(EXERCISE BRIEF)
Reproduce only the stretch of the entries below from the line containing "bush in the image above." through the end of the entries, replacing "coords" with "coordinates" and leaving everything else unchanged.

Some entries
:::
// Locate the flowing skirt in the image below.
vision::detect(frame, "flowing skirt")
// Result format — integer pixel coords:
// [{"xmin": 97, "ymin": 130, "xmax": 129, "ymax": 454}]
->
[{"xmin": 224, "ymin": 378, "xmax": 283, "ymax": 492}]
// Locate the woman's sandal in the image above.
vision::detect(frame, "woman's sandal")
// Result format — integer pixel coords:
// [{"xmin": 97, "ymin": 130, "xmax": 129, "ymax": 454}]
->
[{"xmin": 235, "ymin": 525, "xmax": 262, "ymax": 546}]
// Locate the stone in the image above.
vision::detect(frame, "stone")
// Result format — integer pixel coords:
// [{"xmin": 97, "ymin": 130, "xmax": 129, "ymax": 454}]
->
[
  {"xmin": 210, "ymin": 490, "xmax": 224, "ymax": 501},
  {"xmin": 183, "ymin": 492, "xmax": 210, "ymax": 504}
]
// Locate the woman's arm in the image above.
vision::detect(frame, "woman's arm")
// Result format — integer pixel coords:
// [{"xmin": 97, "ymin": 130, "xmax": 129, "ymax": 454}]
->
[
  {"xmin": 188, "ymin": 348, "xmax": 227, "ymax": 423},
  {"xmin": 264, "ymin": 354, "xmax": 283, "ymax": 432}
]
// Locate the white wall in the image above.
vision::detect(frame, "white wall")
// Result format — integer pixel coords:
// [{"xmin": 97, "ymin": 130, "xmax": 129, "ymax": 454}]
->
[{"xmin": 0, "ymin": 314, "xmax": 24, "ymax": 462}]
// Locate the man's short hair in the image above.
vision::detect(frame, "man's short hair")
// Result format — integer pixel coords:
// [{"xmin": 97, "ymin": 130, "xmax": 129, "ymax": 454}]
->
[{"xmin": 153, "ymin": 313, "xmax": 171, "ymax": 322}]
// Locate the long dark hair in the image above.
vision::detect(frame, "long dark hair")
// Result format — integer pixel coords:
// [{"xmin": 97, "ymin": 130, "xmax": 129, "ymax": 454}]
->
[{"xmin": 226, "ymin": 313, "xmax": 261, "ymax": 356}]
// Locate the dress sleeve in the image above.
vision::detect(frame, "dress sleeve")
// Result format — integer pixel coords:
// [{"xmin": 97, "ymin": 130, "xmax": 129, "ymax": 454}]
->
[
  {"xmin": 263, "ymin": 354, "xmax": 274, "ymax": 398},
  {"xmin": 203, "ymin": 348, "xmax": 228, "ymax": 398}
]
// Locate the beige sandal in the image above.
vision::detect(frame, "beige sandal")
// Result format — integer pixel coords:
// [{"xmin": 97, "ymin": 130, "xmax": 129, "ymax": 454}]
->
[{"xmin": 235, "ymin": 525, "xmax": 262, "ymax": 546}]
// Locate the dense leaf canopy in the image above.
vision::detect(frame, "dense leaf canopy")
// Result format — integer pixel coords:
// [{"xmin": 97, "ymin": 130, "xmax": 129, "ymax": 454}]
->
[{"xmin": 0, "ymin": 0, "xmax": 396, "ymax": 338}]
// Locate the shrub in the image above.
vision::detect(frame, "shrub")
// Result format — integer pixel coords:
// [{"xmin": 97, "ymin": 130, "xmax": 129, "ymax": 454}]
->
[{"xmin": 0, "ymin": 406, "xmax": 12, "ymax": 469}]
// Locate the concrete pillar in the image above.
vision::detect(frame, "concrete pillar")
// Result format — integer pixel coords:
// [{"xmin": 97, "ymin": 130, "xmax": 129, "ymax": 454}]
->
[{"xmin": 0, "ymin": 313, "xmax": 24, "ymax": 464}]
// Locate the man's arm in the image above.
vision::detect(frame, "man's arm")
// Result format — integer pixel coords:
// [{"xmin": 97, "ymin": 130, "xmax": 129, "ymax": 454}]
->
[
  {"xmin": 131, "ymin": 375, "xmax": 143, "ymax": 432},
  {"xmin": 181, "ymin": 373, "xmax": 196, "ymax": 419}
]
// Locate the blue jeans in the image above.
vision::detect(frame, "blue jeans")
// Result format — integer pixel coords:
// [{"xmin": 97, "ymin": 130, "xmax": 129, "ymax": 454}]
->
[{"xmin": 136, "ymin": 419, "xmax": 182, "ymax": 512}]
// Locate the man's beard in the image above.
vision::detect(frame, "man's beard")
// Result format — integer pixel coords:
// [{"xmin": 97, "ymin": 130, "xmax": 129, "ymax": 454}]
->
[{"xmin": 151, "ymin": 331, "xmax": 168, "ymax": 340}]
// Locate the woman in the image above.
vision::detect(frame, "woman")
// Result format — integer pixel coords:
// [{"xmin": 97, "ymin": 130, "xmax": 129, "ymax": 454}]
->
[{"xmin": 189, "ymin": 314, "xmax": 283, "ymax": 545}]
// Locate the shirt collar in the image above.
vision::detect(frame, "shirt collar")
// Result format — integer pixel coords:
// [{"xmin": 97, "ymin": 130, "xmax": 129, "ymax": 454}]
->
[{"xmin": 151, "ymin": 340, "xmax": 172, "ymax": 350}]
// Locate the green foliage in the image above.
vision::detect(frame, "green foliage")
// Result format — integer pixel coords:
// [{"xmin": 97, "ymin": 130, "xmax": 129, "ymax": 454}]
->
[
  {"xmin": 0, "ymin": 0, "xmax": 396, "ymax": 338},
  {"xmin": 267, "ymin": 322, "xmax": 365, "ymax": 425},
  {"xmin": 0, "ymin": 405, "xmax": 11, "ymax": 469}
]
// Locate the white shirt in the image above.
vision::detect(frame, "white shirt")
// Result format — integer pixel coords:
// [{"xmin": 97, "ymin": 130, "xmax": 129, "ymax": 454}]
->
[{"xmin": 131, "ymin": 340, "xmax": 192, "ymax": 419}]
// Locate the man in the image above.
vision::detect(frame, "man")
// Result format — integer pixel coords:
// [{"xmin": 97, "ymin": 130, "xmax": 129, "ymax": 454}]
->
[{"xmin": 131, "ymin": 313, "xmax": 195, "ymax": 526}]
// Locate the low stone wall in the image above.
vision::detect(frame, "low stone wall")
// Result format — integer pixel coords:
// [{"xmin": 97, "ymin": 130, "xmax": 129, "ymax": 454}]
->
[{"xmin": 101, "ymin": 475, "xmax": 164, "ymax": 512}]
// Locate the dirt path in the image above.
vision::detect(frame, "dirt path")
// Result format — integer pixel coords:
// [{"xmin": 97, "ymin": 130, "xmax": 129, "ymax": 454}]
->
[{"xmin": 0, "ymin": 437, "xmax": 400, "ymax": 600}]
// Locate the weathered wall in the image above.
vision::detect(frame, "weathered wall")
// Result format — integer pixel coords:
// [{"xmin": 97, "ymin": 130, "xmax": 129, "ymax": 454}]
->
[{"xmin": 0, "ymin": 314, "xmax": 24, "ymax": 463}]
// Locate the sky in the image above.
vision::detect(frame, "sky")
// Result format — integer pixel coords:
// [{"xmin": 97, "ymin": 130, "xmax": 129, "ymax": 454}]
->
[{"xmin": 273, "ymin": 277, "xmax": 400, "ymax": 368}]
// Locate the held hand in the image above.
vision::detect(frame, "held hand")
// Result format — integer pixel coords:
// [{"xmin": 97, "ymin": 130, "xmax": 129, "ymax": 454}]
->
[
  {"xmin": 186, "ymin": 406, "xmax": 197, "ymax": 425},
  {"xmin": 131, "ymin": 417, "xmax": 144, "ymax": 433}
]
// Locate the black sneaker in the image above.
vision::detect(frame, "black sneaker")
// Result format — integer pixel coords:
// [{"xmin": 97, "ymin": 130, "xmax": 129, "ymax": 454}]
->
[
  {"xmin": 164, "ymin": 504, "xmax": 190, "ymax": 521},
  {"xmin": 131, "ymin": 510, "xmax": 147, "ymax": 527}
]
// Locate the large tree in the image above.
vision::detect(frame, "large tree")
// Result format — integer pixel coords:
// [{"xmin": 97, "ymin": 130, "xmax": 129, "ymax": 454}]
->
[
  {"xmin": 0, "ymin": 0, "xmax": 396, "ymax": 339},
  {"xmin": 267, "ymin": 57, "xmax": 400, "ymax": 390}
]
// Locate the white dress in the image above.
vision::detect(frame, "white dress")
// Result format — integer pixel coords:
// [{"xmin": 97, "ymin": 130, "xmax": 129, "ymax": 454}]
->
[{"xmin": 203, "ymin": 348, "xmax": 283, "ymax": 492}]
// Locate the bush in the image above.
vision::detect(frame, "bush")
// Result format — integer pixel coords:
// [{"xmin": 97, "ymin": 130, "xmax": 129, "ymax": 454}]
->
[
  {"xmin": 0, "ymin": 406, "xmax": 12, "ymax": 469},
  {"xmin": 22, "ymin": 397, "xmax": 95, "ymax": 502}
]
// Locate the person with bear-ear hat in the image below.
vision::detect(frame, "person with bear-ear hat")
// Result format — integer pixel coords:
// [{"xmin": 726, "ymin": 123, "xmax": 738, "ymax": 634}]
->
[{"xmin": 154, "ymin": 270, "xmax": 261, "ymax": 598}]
:::
(FINAL RESULT)
// Locate the bush in the image above.
vision::detect(frame, "bush")
// Result format — integer pixel coordinates:
// [{"xmin": 97, "ymin": 130, "xmax": 129, "ymax": 454}]
->
[
  {"xmin": 0, "ymin": 406, "xmax": 12, "ymax": 469},
  {"xmin": 22, "ymin": 397, "xmax": 95, "ymax": 502}
]
// Locate the person with bear-ear hat in the image below.
vision::detect(frame, "person with bear-ear hat")
// Result format — integer pixel coordinates:
// [{"xmin": 726, "ymin": 123, "xmax": 738, "ymax": 634}]
->
[{"xmin": 154, "ymin": 270, "xmax": 261, "ymax": 598}]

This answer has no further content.